[Rows of bounding-box annotation data]

^^^^^^^^

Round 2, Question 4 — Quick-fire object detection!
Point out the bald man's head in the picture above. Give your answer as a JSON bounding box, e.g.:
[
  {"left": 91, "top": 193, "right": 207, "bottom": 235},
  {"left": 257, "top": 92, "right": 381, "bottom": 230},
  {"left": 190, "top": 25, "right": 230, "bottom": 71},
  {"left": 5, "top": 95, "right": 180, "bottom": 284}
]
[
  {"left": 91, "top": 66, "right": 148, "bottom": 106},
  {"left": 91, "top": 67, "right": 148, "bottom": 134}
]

^^^^^^^^

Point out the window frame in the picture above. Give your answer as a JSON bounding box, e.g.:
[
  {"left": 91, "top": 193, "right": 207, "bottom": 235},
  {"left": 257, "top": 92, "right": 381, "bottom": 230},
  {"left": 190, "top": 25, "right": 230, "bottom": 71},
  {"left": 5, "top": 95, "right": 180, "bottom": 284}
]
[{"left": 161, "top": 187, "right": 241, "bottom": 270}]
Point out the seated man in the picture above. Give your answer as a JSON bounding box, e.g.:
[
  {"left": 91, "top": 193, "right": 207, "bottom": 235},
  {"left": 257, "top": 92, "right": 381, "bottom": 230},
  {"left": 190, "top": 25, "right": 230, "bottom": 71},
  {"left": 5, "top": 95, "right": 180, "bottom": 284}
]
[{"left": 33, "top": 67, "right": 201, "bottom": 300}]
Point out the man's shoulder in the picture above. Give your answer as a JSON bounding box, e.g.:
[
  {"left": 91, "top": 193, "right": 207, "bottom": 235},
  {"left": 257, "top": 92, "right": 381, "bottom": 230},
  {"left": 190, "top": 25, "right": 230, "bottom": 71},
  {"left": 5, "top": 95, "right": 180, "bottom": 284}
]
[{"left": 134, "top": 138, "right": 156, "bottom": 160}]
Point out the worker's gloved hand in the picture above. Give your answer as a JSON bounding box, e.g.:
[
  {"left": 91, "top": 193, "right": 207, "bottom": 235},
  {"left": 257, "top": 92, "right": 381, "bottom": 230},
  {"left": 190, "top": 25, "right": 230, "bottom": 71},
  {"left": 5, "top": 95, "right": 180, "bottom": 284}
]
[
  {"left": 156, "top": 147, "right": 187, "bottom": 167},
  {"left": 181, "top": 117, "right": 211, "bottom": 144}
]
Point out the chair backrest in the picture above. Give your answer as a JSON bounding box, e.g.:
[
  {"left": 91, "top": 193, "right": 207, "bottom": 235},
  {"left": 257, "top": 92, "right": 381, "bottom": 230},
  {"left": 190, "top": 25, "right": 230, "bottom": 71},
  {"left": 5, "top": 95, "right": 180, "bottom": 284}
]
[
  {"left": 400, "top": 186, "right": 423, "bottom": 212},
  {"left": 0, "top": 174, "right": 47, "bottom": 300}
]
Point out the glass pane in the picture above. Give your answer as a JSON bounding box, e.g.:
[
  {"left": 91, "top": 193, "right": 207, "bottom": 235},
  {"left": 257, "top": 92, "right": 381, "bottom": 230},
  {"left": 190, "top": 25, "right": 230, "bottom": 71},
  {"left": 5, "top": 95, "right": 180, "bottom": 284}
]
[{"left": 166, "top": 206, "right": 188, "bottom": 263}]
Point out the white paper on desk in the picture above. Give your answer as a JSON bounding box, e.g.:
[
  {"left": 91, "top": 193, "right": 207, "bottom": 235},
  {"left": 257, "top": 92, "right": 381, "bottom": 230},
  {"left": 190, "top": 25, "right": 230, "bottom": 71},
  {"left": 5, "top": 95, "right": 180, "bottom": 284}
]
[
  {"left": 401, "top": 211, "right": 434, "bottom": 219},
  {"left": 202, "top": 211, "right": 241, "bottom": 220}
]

^^^^^^^^

[Task objective] Count the lines in the material above that contain the word "your". Reply with the number alone.

[Final answer] 8